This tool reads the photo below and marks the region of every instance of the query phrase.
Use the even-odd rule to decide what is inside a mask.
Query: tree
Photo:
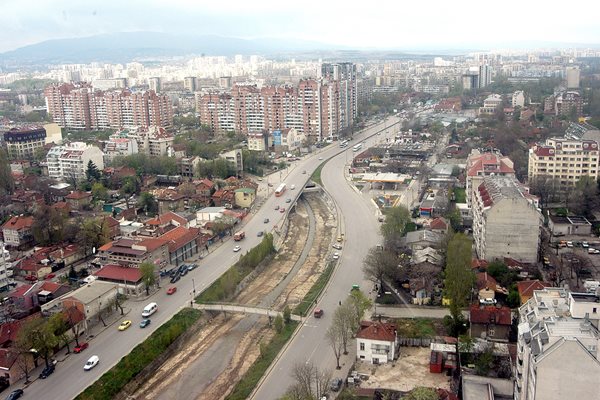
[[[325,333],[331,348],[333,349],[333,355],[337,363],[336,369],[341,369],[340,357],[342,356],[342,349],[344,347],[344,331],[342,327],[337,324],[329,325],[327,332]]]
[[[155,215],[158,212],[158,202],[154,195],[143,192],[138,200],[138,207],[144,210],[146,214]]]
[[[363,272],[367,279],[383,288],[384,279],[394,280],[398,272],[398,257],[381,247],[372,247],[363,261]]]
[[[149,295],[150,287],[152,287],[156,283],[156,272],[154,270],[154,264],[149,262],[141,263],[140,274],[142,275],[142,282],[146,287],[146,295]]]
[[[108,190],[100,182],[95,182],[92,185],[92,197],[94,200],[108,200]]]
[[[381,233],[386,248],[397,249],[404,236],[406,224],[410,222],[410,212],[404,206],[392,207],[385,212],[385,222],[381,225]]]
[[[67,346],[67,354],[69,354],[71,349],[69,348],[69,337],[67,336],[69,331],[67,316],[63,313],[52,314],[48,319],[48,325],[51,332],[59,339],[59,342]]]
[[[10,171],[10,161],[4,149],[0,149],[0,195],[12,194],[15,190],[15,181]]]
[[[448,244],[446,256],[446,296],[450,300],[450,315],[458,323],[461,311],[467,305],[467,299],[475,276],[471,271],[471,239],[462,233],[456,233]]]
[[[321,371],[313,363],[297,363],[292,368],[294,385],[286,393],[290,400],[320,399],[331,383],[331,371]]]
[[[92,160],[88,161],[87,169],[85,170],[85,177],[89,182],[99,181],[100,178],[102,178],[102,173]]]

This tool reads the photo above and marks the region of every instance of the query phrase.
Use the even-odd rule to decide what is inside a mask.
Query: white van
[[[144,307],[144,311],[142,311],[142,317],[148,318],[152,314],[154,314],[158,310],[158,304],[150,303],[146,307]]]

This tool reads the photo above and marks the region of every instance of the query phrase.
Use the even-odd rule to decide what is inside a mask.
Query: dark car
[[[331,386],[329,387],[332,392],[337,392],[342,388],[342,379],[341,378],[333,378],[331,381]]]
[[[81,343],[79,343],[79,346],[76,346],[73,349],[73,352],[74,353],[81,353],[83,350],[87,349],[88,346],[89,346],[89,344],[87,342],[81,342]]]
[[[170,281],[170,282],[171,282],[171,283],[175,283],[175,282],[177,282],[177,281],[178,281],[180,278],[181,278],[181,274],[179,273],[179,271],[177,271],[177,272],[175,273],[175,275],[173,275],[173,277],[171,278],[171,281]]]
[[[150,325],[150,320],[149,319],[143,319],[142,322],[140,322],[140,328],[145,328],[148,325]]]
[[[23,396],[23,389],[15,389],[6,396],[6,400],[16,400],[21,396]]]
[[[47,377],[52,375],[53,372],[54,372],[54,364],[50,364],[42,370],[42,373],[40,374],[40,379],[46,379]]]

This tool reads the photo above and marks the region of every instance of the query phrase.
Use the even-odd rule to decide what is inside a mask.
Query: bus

------------------------------------

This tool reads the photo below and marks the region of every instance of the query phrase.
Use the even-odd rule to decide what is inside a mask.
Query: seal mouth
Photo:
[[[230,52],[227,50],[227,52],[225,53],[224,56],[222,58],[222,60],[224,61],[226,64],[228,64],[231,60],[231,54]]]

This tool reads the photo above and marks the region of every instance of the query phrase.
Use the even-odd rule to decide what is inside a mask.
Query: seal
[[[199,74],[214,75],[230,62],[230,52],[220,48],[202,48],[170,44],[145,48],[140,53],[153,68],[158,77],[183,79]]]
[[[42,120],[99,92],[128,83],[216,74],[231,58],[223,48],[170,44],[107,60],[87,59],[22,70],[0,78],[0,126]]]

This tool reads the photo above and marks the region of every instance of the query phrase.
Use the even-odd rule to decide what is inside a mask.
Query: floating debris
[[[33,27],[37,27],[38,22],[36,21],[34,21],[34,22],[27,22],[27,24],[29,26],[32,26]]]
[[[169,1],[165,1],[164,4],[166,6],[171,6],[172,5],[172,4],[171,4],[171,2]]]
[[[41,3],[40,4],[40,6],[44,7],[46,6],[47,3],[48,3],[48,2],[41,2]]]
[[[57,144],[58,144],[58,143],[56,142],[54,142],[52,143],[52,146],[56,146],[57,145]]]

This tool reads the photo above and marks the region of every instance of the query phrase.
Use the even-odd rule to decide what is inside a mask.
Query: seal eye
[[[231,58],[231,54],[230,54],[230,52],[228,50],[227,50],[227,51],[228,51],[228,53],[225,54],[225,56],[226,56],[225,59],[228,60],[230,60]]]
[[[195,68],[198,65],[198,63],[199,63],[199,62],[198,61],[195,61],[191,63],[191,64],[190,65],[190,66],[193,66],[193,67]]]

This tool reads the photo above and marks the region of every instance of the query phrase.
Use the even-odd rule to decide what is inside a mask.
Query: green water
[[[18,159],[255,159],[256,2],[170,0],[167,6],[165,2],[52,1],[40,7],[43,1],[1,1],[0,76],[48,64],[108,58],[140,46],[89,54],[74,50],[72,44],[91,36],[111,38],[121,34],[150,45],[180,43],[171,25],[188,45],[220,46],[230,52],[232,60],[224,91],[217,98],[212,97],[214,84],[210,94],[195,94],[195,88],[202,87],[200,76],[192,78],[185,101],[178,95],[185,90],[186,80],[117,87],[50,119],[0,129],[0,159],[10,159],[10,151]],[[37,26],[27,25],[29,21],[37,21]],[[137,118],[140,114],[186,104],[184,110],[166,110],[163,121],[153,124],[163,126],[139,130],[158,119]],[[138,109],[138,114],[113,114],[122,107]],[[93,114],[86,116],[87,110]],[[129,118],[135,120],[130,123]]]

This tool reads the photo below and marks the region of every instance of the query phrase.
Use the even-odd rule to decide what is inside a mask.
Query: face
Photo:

------------------------------------

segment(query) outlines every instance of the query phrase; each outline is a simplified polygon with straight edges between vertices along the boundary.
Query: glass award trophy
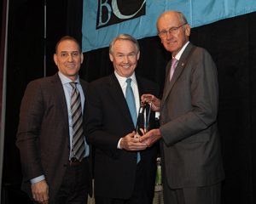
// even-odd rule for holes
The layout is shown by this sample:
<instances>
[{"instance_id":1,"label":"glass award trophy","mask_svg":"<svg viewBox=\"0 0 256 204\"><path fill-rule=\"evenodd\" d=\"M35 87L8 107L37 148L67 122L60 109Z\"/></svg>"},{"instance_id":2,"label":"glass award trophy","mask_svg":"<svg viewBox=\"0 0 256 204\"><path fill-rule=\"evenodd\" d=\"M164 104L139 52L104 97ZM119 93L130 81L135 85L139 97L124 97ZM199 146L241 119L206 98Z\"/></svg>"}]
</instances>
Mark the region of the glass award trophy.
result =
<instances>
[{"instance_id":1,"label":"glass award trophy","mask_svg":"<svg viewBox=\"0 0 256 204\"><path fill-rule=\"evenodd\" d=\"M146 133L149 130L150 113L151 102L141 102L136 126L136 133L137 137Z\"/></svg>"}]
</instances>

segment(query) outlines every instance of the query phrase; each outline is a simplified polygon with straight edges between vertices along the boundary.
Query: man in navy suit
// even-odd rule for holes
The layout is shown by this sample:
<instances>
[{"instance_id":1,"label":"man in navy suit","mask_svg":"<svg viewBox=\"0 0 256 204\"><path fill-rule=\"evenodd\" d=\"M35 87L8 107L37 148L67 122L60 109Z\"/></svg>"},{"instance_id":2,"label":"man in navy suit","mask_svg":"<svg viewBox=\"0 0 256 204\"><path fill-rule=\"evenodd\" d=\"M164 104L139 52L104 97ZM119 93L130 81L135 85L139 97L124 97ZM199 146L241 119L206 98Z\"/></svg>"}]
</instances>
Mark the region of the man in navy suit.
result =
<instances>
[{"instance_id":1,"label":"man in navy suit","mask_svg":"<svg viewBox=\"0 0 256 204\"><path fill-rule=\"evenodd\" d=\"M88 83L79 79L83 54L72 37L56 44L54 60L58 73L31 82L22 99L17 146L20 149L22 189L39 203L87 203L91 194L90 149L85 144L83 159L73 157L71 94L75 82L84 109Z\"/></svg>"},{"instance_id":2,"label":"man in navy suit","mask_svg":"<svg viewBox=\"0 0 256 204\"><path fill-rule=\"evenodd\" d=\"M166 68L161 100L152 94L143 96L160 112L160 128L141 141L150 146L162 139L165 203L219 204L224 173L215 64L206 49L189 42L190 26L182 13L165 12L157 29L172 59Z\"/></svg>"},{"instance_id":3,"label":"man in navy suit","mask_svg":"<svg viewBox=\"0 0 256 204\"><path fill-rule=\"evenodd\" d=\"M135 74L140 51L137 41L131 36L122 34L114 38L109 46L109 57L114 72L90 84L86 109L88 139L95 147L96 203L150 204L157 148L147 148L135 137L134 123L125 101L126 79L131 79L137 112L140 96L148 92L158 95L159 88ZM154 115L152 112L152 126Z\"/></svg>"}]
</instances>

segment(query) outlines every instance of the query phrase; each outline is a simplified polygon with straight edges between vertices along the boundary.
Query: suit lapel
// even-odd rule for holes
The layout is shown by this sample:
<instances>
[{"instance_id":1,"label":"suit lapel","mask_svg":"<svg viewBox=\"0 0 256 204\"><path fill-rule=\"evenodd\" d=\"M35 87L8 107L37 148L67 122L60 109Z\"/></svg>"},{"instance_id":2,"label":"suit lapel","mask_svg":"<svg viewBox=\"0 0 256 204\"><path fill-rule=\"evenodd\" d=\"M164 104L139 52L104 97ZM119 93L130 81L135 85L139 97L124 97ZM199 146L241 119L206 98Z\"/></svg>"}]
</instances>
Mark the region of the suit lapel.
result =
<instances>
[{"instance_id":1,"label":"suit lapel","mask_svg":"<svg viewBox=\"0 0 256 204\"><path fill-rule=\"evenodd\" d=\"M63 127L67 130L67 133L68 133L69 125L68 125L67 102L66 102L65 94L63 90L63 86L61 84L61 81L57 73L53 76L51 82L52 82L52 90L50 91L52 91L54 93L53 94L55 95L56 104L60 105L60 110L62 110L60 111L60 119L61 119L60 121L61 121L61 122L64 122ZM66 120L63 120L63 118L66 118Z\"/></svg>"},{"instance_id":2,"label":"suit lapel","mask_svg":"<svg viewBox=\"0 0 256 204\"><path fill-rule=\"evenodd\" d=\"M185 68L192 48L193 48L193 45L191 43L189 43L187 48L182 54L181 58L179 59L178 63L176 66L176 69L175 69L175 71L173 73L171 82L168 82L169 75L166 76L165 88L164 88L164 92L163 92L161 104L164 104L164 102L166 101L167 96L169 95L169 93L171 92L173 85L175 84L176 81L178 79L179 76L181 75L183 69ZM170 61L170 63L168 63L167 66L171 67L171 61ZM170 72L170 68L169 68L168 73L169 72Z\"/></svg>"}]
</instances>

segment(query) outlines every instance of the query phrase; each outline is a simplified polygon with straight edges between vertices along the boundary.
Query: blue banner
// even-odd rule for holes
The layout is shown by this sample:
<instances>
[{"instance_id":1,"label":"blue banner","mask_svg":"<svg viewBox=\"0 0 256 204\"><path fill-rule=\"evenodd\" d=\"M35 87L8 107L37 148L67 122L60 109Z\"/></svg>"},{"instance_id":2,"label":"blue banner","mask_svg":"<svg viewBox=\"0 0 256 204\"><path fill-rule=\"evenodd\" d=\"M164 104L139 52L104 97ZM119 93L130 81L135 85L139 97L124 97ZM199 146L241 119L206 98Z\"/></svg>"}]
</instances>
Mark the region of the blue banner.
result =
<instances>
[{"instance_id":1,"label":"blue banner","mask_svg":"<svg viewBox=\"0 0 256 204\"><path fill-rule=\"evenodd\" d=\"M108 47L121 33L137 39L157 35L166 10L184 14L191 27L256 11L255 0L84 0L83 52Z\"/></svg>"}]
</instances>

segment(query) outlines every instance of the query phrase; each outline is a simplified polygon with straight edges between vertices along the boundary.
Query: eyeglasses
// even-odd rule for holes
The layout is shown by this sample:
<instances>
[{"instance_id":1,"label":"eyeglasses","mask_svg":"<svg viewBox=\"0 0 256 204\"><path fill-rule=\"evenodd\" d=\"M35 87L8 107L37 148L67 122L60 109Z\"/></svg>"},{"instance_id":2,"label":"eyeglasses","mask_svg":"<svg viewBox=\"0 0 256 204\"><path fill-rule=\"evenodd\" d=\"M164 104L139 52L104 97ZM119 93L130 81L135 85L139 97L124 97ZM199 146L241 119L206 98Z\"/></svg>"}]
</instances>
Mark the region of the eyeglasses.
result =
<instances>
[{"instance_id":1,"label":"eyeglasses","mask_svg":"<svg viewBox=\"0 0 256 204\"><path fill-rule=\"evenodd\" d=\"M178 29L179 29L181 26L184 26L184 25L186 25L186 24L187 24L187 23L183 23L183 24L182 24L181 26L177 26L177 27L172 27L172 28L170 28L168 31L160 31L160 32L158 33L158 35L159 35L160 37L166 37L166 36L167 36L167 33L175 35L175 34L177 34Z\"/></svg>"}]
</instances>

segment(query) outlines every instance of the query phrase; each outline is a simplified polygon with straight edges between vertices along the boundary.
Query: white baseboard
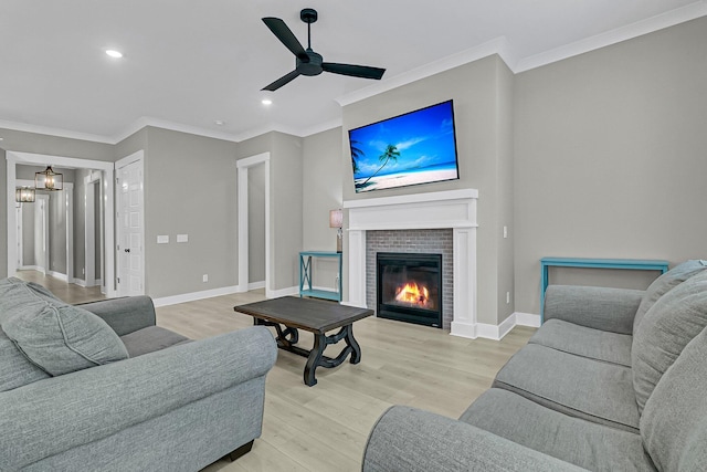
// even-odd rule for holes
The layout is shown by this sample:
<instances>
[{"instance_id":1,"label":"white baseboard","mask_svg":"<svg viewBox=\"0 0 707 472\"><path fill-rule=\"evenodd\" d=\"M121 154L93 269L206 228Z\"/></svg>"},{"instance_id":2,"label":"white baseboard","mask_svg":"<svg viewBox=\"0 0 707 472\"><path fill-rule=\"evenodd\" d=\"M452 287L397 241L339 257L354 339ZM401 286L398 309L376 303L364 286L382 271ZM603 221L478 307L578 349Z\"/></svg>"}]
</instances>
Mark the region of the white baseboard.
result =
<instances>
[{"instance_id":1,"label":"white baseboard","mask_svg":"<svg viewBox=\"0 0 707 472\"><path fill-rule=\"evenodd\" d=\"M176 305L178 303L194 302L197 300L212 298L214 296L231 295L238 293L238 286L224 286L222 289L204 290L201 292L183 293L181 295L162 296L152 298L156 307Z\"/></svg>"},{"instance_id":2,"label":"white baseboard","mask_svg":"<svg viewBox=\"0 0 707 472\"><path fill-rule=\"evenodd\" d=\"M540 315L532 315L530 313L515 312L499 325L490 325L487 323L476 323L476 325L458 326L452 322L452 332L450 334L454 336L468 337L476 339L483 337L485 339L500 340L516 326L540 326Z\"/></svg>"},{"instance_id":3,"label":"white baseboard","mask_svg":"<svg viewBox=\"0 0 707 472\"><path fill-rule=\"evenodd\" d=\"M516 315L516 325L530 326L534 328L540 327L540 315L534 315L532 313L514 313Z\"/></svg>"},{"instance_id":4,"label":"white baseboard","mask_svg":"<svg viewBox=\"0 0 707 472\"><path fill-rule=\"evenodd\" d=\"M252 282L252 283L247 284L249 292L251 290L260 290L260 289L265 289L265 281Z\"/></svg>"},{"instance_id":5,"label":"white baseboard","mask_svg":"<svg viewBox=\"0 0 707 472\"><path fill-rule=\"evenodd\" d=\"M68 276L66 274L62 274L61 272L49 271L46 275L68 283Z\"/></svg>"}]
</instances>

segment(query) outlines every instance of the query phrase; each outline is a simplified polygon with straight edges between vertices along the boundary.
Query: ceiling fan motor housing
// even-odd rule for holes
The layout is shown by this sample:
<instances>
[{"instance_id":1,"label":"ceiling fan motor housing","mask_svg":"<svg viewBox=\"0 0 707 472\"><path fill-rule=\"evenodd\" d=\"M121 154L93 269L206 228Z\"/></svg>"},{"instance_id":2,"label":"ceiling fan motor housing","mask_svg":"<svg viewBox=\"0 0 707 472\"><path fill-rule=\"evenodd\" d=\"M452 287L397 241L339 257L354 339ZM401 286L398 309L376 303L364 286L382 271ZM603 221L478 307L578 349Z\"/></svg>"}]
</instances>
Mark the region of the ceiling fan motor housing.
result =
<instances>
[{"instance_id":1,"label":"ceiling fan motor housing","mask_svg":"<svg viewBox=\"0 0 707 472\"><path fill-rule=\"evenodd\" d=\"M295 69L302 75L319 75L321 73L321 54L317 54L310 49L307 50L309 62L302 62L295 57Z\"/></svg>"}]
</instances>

------------------------------------

> SET TASK: Extract every line of the records above that contains the word "motor".

> FINAL RESULT:
Query: ceiling fan motor housing
[{"instance_id":1,"label":"ceiling fan motor housing","mask_svg":"<svg viewBox=\"0 0 707 472\"><path fill-rule=\"evenodd\" d=\"M121 154L93 269L206 228Z\"/></svg>"},{"instance_id":2,"label":"ceiling fan motor housing","mask_svg":"<svg viewBox=\"0 0 707 472\"><path fill-rule=\"evenodd\" d=\"M452 287L397 241L339 257L354 339ZM401 286L398 309L376 303L364 286L382 271ZM603 221L478 307L578 349Z\"/></svg>"}]
Mark the region of the ceiling fan motor housing.
[{"instance_id":1,"label":"ceiling fan motor housing","mask_svg":"<svg viewBox=\"0 0 707 472\"><path fill-rule=\"evenodd\" d=\"M295 69L302 75L319 75L321 73L321 54L317 54L310 49L307 50L309 62L302 62L295 57Z\"/></svg>"}]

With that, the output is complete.